- [TASKS FOR THIS EXERCISE]
1. From the abstract on kangaroo mother care transport, write out the passage starting at "Background. The unavailability" and ending at "neonates during transport.".
2. In the abstract on kangaroo mother care transport, what percentage of the swaddled infants developed hypothermia?

START EXCERPTED TEXT

A Prospective Study on the Efficacy and Safety of Kangaroo Mother Care as an Alternative Means of Transport of Preterm and Term Small-for-Gestational Age Infants

  • Gerlie Ann A. Zamora Ilocos Training and Regional Medical Center, San Fernando City, La Union, Philippines
  • Daisy C. Garcia Ilocos Training and Regional Medical Center, San Fernando City, La Union, Philippines
Keywords: kangaroo mother care, skin-to-skin contact, low birthweight, hypothermia, neonatal transport


Background. The unavailability of transport incubators in resource-limited areas increases the risk for hypothermia in low birthweight neonates requiring transfer to another hospital. The kangaroo mother care (KMC) position may be a better alternative than swaddling the neonates during transport.

Objective. To determine the safety and efficacy of KMC as an alternative means of transport of preterm and term small-for-gestational age (SGA) infants who need to be transferred to a higher level of care. Specifically, it aims to establish if KMC is safe and efficacious in terms of thermoregulation during inter-facility transfers. It also aims to determine the impact of transport distance from the referring hospital, age of gestation, sex, birthweight, and Apgar score on the efficacy of KMC in preventing hypothermia.

Methods. We did a prospective, single-blinded, parallel-randomized controlled trial from September 2016 to October 2017 from a community-based primary care facility to a tertiary government hospital. We included newborn preterm infants and term SGA infants weighing 1200–1800 grams, delivered at health centers, district and provincial hospitals who needed to be transferred for a higher level of care. Outcomes included physiologic variables such as temperature, heart rate, respiratory rate. We conducted statistical analysis using t-test, risk ratio, and multiple regression analysis.

Results. Thirty-one neonates were randomized to KMC transport (n=15) and conventional transport (swaddled) (n=16). Fifty percent of the swaddled infants developed hypothermia against none in the KMC infants. The risk of hypothermia was reduced by 93.75% in the neonates transported in KMC. The gestational age, birthweight, sex, Apgar scores and distance travelled had no confounding effect on the neonates’ temperature during transport.

Conclusions. Kangaroo mother care transport is a safe, effective, and low-cost alternative in inter-facility neonatal transport especially in limited-resource areas.

END EXCERPTED TEXT
START SUPPLIED INFORMATION

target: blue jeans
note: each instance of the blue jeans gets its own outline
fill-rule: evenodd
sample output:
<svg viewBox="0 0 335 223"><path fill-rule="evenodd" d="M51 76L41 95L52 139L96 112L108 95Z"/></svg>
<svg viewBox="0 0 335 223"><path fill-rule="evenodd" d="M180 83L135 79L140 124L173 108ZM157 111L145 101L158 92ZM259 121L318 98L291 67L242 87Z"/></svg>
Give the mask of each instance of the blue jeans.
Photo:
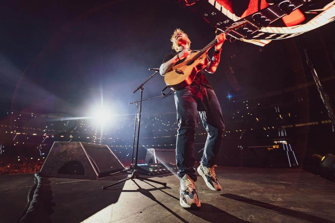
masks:
<svg viewBox="0 0 335 223"><path fill-rule="evenodd" d="M205 166L212 166L217 158L223 139L224 121L220 104L211 88L190 86L175 92L174 95L179 127L176 148L178 176L181 178L187 174L195 181L194 148L198 112L208 133L201 159L201 164Z"/></svg>

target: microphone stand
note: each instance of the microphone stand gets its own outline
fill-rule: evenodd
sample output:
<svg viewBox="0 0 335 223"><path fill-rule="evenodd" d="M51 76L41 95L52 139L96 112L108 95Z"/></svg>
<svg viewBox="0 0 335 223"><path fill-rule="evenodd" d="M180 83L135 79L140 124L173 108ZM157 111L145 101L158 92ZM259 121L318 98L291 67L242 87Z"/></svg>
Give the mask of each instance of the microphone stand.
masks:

END SUPPLIED INFORMATION

- [TASK RESPONSES]
1.
Background. The unavailability of transport incubators in resource-limited areas increases the risk for hypothermia in low birthweight neonates requiring transfer to another hospital. The kangaroo mother care (KMC) position may be a better alternative than swaddling the neonates during transport.

2. Fifty percent of the swaddled infants developed hypothermia.